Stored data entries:
##########
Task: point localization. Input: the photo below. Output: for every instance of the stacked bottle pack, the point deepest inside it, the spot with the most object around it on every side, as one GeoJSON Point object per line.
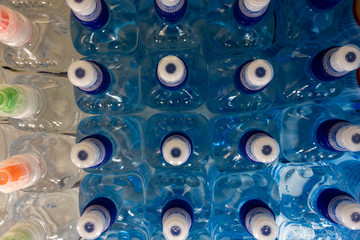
{"type": "Point", "coordinates": [179, 119]}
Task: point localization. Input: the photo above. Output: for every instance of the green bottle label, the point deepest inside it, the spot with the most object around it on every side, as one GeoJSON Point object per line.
{"type": "Point", "coordinates": [10, 98]}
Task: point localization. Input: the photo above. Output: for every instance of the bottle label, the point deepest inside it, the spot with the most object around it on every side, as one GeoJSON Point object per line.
{"type": "Point", "coordinates": [334, 203]}
{"type": "Point", "coordinates": [99, 80]}
{"type": "Point", "coordinates": [93, 16]}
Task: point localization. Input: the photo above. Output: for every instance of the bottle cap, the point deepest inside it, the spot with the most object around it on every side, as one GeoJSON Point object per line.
{"type": "Point", "coordinates": [255, 5]}
{"type": "Point", "coordinates": [93, 222]}
{"type": "Point", "coordinates": [264, 227]}
{"type": "Point", "coordinates": [176, 226]}
{"type": "Point", "coordinates": [171, 71]}
{"type": "Point", "coordinates": [348, 137]}
{"type": "Point", "coordinates": [87, 153]}
{"type": "Point", "coordinates": [176, 150]}
{"type": "Point", "coordinates": [348, 213]}
{"type": "Point", "coordinates": [15, 29]}
{"type": "Point", "coordinates": [265, 149]}
{"type": "Point", "coordinates": [27, 229]}
{"type": "Point", "coordinates": [83, 7]}
{"type": "Point", "coordinates": [259, 73]}
{"type": "Point", "coordinates": [82, 74]}
{"type": "Point", "coordinates": [20, 171]}
{"type": "Point", "coordinates": [345, 58]}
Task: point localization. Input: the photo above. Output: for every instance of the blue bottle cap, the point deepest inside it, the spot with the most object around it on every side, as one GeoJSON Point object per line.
{"type": "Point", "coordinates": [171, 10]}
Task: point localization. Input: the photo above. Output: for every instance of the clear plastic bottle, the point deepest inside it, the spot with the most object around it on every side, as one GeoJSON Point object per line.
{"type": "Point", "coordinates": [40, 103]}
{"type": "Point", "coordinates": [171, 25]}
{"type": "Point", "coordinates": [244, 206]}
{"type": "Point", "coordinates": [112, 202]}
{"type": "Point", "coordinates": [177, 141]}
{"type": "Point", "coordinates": [238, 26]}
{"type": "Point", "coordinates": [109, 144]}
{"type": "Point", "coordinates": [45, 216]}
{"type": "Point", "coordinates": [174, 82]}
{"type": "Point", "coordinates": [177, 204]}
{"type": "Point", "coordinates": [317, 132]}
{"type": "Point", "coordinates": [106, 84]}
{"type": "Point", "coordinates": [307, 22]}
{"type": "Point", "coordinates": [39, 163]}
{"type": "Point", "coordinates": [305, 73]}
{"type": "Point", "coordinates": [240, 84]}
{"type": "Point", "coordinates": [35, 40]}
{"type": "Point", "coordinates": [103, 27]}
{"type": "Point", "coordinates": [244, 142]}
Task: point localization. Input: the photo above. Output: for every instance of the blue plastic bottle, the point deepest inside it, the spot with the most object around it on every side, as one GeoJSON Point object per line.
{"type": "Point", "coordinates": [103, 26]}
{"type": "Point", "coordinates": [317, 132]}
{"type": "Point", "coordinates": [171, 25]}
{"type": "Point", "coordinates": [244, 205]}
{"type": "Point", "coordinates": [305, 73]}
{"type": "Point", "coordinates": [174, 82]}
{"type": "Point", "coordinates": [177, 141]}
{"type": "Point", "coordinates": [113, 202]}
{"type": "Point", "coordinates": [109, 144]}
{"type": "Point", "coordinates": [244, 143]}
{"type": "Point", "coordinates": [311, 191]}
{"type": "Point", "coordinates": [237, 26]}
{"type": "Point", "coordinates": [240, 84]}
{"type": "Point", "coordinates": [177, 204]}
{"type": "Point", "coordinates": [312, 21]}
{"type": "Point", "coordinates": [106, 84]}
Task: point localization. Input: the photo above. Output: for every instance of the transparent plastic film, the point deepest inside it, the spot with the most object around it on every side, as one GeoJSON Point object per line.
{"type": "Point", "coordinates": [15, 29]}
{"type": "Point", "coordinates": [20, 171]}
{"type": "Point", "coordinates": [17, 101]}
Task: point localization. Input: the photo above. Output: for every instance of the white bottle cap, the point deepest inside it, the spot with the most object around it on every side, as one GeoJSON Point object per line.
{"type": "Point", "coordinates": [263, 227]}
{"type": "Point", "coordinates": [176, 226]}
{"type": "Point", "coordinates": [82, 74]}
{"type": "Point", "coordinates": [265, 149]}
{"type": "Point", "coordinates": [85, 154]}
{"type": "Point", "coordinates": [345, 58]}
{"type": "Point", "coordinates": [255, 5]}
{"type": "Point", "coordinates": [348, 137]}
{"type": "Point", "coordinates": [91, 225]}
{"type": "Point", "coordinates": [83, 7]}
{"type": "Point", "coordinates": [348, 213]}
{"type": "Point", "coordinates": [170, 3]}
{"type": "Point", "coordinates": [15, 29]}
{"type": "Point", "coordinates": [20, 171]}
{"type": "Point", "coordinates": [259, 73]}
{"type": "Point", "coordinates": [176, 150]}
{"type": "Point", "coordinates": [171, 71]}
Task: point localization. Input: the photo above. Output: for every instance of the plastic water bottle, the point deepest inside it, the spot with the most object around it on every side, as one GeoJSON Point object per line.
{"type": "Point", "coordinates": [240, 84]}
{"type": "Point", "coordinates": [102, 26]}
{"type": "Point", "coordinates": [40, 103]}
{"type": "Point", "coordinates": [317, 132]}
{"type": "Point", "coordinates": [8, 134]}
{"type": "Point", "coordinates": [39, 163]}
{"type": "Point", "coordinates": [177, 141]}
{"type": "Point", "coordinates": [312, 192]}
{"type": "Point", "coordinates": [35, 40]}
{"type": "Point", "coordinates": [171, 24]}
{"type": "Point", "coordinates": [106, 84]}
{"type": "Point", "coordinates": [113, 202]}
{"type": "Point", "coordinates": [313, 21]}
{"type": "Point", "coordinates": [305, 73]}
{"type": "Point", "coordinates": [109, 144]}
{"type": "Point", "coordinates": [237, 26]}
{"type": "Point", "coordinates": [244, 142]}
{"type": "Point", "coordinates": [177, 204]}
{"type": "Point", "coordinates": [45, 216]}
{"type": "Point", "coordinates": [244, 205]}
{"type": "Point", "coordinates": [174, 82]}
{"type": "Point", "coordinates": [301, 229]}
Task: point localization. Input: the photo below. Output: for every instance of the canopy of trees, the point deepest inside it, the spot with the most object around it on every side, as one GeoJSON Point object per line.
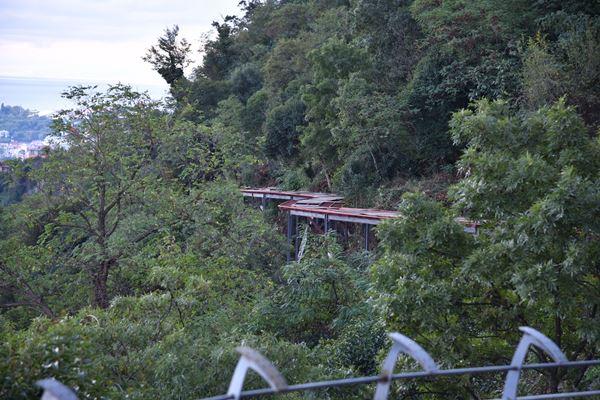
{"type": "Point", "coordinates": [131, 267]}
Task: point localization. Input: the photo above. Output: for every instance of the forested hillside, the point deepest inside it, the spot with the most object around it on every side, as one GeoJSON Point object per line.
{"type": "Point", "coordinates": [134, 268]}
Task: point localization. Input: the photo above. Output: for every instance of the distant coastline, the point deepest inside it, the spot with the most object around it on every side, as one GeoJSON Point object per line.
{"type": "Point", "coordinates": [44, 94]}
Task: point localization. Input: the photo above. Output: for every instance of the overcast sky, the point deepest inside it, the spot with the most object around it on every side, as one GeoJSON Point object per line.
{"type": "Point", "coordinates": [97, 40]}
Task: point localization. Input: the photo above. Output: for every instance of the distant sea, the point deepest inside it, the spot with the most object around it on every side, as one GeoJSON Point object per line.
{"type": "Point", "coordinates": [44, 95]}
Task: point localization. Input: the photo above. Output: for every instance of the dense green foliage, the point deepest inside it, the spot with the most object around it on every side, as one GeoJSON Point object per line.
{"type": "Point", "coordinates": [23, 125]}
{"type": "Point", "coordinates": [131, 267]}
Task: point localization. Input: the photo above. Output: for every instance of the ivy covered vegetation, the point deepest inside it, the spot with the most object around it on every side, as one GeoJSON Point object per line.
{"type": "Point", "coordinates": [130, 266]}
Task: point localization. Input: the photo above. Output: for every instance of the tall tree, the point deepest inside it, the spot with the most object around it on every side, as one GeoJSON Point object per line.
{"type": "Point", "coordinates": [98, 185]}
{"type": "Point", "coordinates": [170, 56]}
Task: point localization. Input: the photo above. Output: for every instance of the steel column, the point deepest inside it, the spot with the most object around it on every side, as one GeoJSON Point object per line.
{"type": "Point", "coordinates": [290, 234]}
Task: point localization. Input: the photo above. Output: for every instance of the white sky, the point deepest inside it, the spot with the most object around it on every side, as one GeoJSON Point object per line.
{"type": "Point", "coordinates": [97, 40]}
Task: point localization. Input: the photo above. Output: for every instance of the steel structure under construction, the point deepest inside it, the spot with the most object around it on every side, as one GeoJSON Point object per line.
{"type": "Point", "coordinates": [328, 208]}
##########
» EXERCISE DETAILS
Return, word for word, the lines from the one containing "steel column, the" through the end of the data above, both ends included, and nothing else.

» RESPONSE BELOW
Task: point localization. Input: the photo above. Output: for every instance of the steel column, the point deepest inside it, the spot with the most object around it on every side, as one GeoJSON Point object per line.
{"type": "Point", "coordinates": [290, 234]}
Task: point localization. Input: the photo above. Output: for every instance of the white sky, the point deepest inside it, the spot with the most object around it on every side, as one GeoJSON Point object per line.
{"type": "Point", "coordinates": [97, 40]}
Task: point localization. Input: the photo above. Output: for every instance of the steel structure under construction, the point deepest inside it, the spot with the most object around it on every side, as one GeoJSON Point object per line.
{"type": "Point", "coordinates": [328, 208]}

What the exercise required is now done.